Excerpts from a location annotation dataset
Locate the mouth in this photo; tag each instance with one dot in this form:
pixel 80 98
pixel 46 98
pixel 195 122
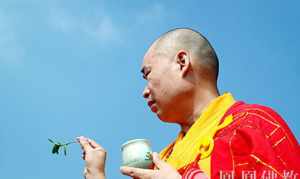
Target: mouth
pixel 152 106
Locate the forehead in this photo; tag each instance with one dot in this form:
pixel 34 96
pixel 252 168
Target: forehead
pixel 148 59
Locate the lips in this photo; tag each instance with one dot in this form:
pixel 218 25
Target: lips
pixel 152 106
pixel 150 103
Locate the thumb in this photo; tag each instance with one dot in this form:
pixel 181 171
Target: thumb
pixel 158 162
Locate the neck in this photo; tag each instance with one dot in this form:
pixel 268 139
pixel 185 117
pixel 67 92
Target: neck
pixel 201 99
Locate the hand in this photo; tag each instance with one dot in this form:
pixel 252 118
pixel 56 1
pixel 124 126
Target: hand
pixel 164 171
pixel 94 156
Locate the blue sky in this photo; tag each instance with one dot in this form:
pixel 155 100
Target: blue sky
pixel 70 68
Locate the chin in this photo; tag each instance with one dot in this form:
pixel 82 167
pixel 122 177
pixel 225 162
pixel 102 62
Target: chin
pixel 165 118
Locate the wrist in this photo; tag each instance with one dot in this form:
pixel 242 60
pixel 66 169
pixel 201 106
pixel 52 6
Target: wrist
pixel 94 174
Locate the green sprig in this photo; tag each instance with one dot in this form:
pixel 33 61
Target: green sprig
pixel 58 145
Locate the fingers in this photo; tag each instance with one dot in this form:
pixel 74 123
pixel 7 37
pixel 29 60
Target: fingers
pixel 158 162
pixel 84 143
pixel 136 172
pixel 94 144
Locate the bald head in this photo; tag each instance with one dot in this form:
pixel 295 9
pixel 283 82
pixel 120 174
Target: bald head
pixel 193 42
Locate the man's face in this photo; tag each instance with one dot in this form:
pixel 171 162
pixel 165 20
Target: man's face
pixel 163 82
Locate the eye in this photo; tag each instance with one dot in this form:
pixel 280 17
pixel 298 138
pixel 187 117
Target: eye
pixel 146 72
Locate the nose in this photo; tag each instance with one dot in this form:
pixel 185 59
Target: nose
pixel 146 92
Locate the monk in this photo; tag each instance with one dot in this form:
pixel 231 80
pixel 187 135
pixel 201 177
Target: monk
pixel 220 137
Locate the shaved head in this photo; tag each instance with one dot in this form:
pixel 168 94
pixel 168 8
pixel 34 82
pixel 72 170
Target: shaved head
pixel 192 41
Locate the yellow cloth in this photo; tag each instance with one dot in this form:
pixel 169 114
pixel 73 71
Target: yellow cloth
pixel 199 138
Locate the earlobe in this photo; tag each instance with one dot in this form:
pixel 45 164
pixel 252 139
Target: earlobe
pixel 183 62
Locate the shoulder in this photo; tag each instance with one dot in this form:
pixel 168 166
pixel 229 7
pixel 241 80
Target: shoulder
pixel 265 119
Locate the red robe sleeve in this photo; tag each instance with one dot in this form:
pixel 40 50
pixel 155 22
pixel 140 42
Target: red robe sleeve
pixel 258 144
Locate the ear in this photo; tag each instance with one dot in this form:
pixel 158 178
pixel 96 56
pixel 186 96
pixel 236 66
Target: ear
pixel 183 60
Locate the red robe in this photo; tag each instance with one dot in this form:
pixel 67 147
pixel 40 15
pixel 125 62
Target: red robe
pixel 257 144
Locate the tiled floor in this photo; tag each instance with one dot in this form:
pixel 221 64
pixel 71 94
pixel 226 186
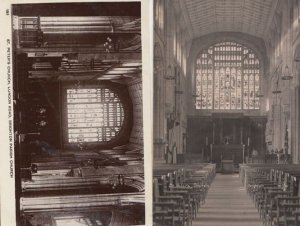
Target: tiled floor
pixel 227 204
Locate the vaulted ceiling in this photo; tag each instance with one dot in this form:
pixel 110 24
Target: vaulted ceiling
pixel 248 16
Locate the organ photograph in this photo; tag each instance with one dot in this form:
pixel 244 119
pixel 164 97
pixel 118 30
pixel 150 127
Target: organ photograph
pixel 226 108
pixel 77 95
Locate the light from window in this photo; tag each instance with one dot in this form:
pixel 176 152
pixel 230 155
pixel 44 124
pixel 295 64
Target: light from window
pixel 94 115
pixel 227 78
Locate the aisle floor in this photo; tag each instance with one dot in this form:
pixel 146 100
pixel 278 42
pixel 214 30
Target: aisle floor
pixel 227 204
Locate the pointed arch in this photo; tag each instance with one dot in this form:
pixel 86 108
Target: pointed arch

> **Brief**:
Reproduce all of the data above line for line without any changes, leaving out the pictures.

> **Worked answer**:
Locate the mouth in this photo; tag each instance with one dot in this form:
pixel 80 98
pixel 46 98
pixel 195 122
Target: mouth
pixel 152 106
Locate the forehead in this photo; tag each instance with one dot in this form:
pixel 34 96
pixel 252 168
Target: forehead
pixel 148 59
Locate the lips in this photo; tag each instance with one dot in this form:
pixel 218 25
Target: lips
pixel 152 106
pixel 150 103
Locate the thumb in this photo; tag each instance with one dot in this form:
pixel 181 171
Target: thumb
pixel 158 162
Locate the neck in this photo; tag each instance with one dot in this form:
pixel 268 139
pixel 185 117
pixel 67 92
Target: neck
pixel 201 99
Locate the hand in this photo; tag each instance with one dot in this form:
pixel 252 118
pixel 56 1
pixel 124 126
Target: hand
pixel 164 171
pixel 94 156
Locate the blue sky in this photo; tag each instance with one dot in this form:
pixel 155 100
Target: blue sky
pixel 70 68
Locate the chin in this photo; tag each instance with one dot in this form:
pixel 82 167
pixel 122 177
pixel 225 162
pixel 102 62
Target: chin
pixel 165 118
Locate the wrist in this photo; tag each instance with one dot in this form:
pixel 242 60
pixel 66 169
pixel 201 106
pixel 52 6
Target: wrist
pixel 94 174
Locate the green sprig in this photo; tag each instance with one dot in this form:
pixel 33 61
Target: green sprig
pixel 58 145
Locate the fingers in this photo; tag each instance with one dot in this form:
pixel 74 123
pixel 7 37
pixel 29 60
Target: fingers
pixel 158 162
pixel 84 143
pixel 136 172
pixel 94 144
Locate the bald head in this photo; tag each instance with one dot in this form:
pixel 295 9
pixel 283 82
pixel 120 174
Target: bald head
pixel 193 42
Locate the man's face in this photo; tag each instance with one dot in this form:
pixel 171 162
pixel 165 20
Target: man's face
pixel 163 82
Locate the eye in this photo; tag each instance with one dot in this form:
pixel 280 17
pixel 298 138
pixel 187 117
Target: eye
pixel 146 72
Locate the nose in this photo; tag each instance with one dot in this form:
pixel 185 59
Target: nose
pixel 146 92
Locate the monk in this photo; tag each instance with one dot in this form:
pixel 231 80
pixel 187 135
pixel 201 177
Target: monk
pixel 220 137
Locate the shaved head in this photo; tag each instance with one dot in this form:
pixel 168 94
pixel 168 8
pixel 34 82
pixel 72 170
Target: shaved head
pixel 192 41
Locate the yellow cloth in this photo; tag each instance with one dot in this form:
pixel 169 114
pixel 73 71
Target: yellow cloth
pixel 199 138
Locate the earlobe in this photo; tag each instance with one dot in this form:
pixel 45 164
pixel 252 139
Target: earlobe
pixel 183 62
Locate the shoulder in this photo; tag each instance with one dot in this form:
pixel 168 166
pixel 229 7
pixel 241 80
Target: shoulder
pixel 265 119
Locate the red robe sleeve in this photo; tag each instance with one dot in this form:
pixel 40 50
pixel 155 22
pixel 140 42
Target: red robe sleeve
pixel 258 144
Locate the ear in this photo; tag each instance with one dot in this form:
pixel 158 178
pixel 96 56
pixel 186 96
pixel 236 66
Target: ear
pixel 183 60
Locate the red robe in this photo; tag each instance with one dot in this form:
pixel 67 147
pixel 40 15
pixel 125 62
Target: red robe
pixel 257 144
Locate the tiled floor in this photo; tag each instance with one dot in this form:
pixel 221 64
pixel 71 94
pixel 226 186
Target: tiled floor
pixel 227 204
Locate the vaulted ceiling in this photo; tag each instance with one dot in this form:
pixel 110 24
Target: vaulted ceiling
pixel 248 16
Locate the organ photograph in this photo; tag each instance with one dot in this form:
pixel 244 119
pixel 164 97
pixel 118 30
pixel 150 127
Target: organ photograph
pixel 226 108
pixel 77 95
Locate the light from window in this photo; tag each instance with one dot in this form:
pixel 176 152
pixel 230 155
pixel 44 124
pixel 295 64
Target: light from window
pixel 94 115
pixel 227 78
Locate the aisle floor in this photo; tag each instance with one dot in this form:
pixel 146 100
pixel 278 42
pixel 214 30
Target: aisle floor
pixel 227 204
Locate the pointed arch in this photo; tag each instance with one dot in this form:
pixel 86 108
Target: pointed arch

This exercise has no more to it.